§ SHORT PROBLEM: Give back, unchanged, each line from the one containing "the green grass" through the last line of the entries below.

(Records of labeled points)

------

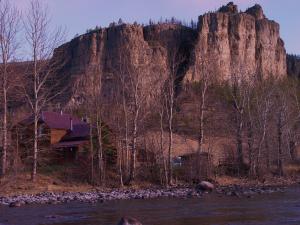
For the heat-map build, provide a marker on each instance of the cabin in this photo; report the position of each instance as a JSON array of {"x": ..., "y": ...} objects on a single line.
[{"x": 61, "y": 135}]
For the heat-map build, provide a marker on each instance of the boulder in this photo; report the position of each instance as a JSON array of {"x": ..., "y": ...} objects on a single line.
[
  {"x": 16, "y": 204},
  {"x": 205, "y": 186},
  {"x": 129, "y": 221}
]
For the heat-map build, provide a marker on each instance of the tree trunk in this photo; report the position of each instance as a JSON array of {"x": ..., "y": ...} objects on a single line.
[
  {"x": 92, "y": 154},
  {"x": 239, "y": 142},
  {"x": 201, "y": 129},
  {"x": 279, "y": 140},
  {"x": 100, "y": 149},
  {"x": 165, "y": 170},
  {"x": 4, "y": 153},
  {"x": 35, "y": 147},
  {"x": 133, "y": 153},
  {"x": 170, "y": 172}
]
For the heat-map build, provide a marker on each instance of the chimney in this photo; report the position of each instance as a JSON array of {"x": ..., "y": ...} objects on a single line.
[{"x": 71, "y": 123}]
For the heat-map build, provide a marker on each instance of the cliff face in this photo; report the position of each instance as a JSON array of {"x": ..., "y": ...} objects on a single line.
[
  {"x": 236, "y": 44},
  {"x": 293, "y": 65},
  {"x": 226, "y": 43}
]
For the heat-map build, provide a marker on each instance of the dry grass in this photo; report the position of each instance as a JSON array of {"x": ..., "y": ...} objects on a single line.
[{"x": 22, "y": 184}]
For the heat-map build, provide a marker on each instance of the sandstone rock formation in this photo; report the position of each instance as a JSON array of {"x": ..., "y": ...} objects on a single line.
[
  {"x": 293, "y": 65},
  {"x": 227, "y": 43}
]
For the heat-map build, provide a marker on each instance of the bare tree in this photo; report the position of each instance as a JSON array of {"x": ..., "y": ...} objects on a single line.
[
  {"x": 42, "y": 87},
  {"x": 9, "y": 27}
]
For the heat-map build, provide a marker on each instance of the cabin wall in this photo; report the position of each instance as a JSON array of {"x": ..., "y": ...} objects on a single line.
[{"x": 57, "y": 135}]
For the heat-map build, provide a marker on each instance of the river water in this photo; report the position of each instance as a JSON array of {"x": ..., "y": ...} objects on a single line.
[{"x": 266, "y": 209}]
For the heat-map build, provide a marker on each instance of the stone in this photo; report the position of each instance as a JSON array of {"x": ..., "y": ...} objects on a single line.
[
  {"x": 129, "y": 221},
  {"x": 15, "y": 204},
  {"x": 205, "y": 186},
  {"x": 227, "y": 39}
]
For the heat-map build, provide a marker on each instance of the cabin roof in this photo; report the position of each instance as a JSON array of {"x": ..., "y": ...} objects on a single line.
[
  {"x": 69, "y": 144},
  {"x": 76, "y": 128}
]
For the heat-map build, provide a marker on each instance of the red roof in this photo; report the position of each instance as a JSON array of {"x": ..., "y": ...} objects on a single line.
[
  {"x": 69, "y": 144},
  {"x": 78, "y": 132}
]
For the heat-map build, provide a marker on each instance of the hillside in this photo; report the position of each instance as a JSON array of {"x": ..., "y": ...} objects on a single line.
[{"x": 227, "y": 43}]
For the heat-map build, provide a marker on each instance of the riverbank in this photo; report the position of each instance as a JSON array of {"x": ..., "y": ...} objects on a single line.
[
  {"x": 46, "y": 191},
  {"x": 127, "y": 194}
]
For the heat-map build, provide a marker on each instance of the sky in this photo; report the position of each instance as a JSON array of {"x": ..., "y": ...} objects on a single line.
[{"x": 79, "y": 15}]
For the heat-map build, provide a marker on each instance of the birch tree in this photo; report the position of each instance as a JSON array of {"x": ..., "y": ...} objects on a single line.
[
  {"x": 9, "y": 28},
  {"x": 43, "y": 85}
]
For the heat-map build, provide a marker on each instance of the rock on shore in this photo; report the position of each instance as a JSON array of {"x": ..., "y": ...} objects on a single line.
[
  {"x": 125, "y": 194},
  {"x": 129, "y": 221}
]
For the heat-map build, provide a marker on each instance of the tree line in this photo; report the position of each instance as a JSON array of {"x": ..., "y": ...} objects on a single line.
[{"x": 258, "y": 117}]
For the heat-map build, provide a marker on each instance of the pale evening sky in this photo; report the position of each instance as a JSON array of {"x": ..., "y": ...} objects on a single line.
[{"x": 79, "y": 15}]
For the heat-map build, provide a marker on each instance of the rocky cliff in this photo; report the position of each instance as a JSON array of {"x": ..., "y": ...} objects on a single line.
[
  {"x": 293, "y": 65},
  {"x": 227, "y": 43}
]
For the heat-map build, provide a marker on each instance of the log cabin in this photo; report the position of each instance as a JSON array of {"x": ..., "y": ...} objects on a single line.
[{"x": 60, "y": 134}]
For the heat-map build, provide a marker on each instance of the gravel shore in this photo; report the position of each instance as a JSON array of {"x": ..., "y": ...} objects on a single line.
[{"x": 121, "y": 194}]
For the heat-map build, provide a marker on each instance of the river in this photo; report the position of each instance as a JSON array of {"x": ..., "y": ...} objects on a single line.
[{"x": 266, "y": 209}]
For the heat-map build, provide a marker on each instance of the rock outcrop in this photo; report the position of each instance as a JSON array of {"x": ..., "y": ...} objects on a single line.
[
  {"x": 227, "y": 43},
  {"x": 293, "y": 65}
]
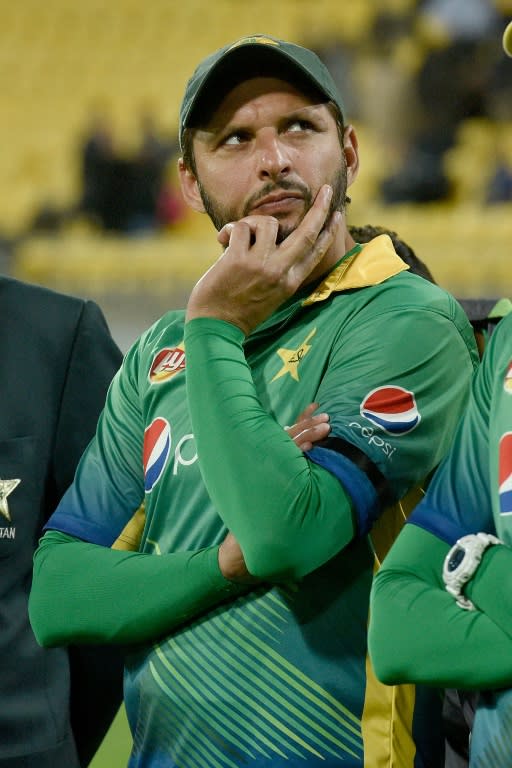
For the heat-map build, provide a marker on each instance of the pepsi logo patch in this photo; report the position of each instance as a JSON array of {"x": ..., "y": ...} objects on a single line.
[
  {"x": 505, "y": 474},
  {"x": 167, "y": 363},
  {"x": 507, "y": 384},
  {"x": 155, "y": 452},
  {"x": 392, "y": 409}
]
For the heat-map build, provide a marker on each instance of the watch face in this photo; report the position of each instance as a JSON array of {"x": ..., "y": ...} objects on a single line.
[{"x": 456, "y": 559}]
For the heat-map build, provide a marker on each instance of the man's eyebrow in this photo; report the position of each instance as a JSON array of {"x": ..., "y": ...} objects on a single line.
[{"x": 214, "y": 129}]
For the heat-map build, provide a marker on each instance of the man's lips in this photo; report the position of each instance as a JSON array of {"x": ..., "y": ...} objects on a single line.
[{"x": 276, "y": 203}]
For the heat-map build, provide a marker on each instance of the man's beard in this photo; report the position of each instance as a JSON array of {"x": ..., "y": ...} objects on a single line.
[{"x": 221, "y": 216}]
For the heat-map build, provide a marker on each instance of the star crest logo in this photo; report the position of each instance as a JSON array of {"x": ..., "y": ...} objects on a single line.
[
  {"x": 292, "y": 357},
  {"x": 507, "y": 384},
  {"x": 6, "y": 488}
]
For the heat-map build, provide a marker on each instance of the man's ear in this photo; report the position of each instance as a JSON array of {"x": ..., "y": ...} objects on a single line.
[
  {"x": 190, "y": 187},
  {"x": 351, "y": 151}
]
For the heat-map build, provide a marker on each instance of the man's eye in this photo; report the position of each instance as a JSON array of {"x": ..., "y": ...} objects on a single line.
[
  {"x": 299, "y": 125},
  {"x": 233, "y": 139}
]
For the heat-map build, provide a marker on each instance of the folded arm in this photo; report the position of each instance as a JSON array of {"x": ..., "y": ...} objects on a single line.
[{"x": 89, "y": 593}]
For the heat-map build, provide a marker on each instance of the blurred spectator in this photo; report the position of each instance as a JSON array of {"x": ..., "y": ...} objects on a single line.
[
  {"x": 499, "y": 189},
  {"x": 97, "y": 155},
  {"x": 452, "y": 84}
]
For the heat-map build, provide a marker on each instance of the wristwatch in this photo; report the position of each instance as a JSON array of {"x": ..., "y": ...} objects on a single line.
[{"x": 461, "y": 563}]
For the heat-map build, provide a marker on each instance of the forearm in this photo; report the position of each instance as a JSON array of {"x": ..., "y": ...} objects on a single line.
[
  {"x": 419, "y": 634},
  {"x": 87, "y": 593},
  {"x": 288, "y": 515}
]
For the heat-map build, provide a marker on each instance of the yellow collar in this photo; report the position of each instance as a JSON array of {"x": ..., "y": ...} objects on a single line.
[{"x": 374, "y": 263}]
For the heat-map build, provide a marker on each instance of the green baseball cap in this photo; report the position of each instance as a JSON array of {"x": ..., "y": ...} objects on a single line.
[{"x": 254, "y": 56}]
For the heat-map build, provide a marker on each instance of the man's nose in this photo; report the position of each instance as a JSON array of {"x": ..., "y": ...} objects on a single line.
[{"x": 273, "y": 157}]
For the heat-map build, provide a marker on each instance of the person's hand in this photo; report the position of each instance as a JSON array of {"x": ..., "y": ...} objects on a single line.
[
  {"x": 254, "y": 275},
  {"x": 309, "y": 428},
  {"x": 232, "y": 563}
]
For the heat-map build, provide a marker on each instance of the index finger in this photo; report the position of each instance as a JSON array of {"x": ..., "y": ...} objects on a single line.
[{"x": 303, "y": 239}]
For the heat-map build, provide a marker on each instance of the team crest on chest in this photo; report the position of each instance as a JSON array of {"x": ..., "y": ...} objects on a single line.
[
  {"x": 167, "y": 363},
  {"x": 292, "y": 357}
]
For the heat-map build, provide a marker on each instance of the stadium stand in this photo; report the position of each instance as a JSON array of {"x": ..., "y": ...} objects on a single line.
[{"x": 61, "y": 61}]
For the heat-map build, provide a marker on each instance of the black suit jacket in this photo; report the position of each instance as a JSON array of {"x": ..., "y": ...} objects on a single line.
[{"x": 57, "y": 358}]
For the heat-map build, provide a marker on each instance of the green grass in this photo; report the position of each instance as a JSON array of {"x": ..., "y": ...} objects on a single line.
[{"x": 115, "y": 749}]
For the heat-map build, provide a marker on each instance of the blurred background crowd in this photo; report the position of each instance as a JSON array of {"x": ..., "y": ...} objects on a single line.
[{"x": 90, "y": 97}]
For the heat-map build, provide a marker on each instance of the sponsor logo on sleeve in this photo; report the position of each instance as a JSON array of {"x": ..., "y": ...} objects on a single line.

------

§ FULL OUTPUT:
For the heat-map build, provide a marker on each instance of the green grass in this photo; report the position of each instance as a JSON array of {"x": ..., "y": ...} objects on a single line.
[{"x": 115, "y": 749}]
For the heat-map build, provide a marker on each instance of the blurred background crowd in this photo; report the position of each instance as a JSON array of {"x": ..., "y": ...} objects on a single line.
[{"x": 90, "y": 97}]
For the heat-map build, provide a marker on each instance of the sponsor logo on sleeve in this photo; report the position of each instance as a JSON array of {"x": ..., "y": ...} objects on a single line.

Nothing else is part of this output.